(Region pointing data)
- - - -
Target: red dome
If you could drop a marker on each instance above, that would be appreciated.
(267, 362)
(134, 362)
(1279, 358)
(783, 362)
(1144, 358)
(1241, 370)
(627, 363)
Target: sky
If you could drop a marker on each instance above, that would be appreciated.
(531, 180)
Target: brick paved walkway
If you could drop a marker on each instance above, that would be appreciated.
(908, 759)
- - - -
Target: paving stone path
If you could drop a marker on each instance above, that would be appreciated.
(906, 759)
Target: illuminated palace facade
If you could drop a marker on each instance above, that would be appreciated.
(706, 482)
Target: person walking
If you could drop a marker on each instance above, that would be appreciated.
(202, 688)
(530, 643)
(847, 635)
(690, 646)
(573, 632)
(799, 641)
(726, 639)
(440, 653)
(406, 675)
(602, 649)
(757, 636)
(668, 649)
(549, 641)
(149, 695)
- - - -
WORK REQUEST:
Check each line of the records above for "Target", and copy those that have it.

SOLUTION TO THIS PROBLEM:
Target: red dome
Target: sky
Target: brick paved walkway
Target: paving stone path
Target: illuminated palace facade
Target: person walking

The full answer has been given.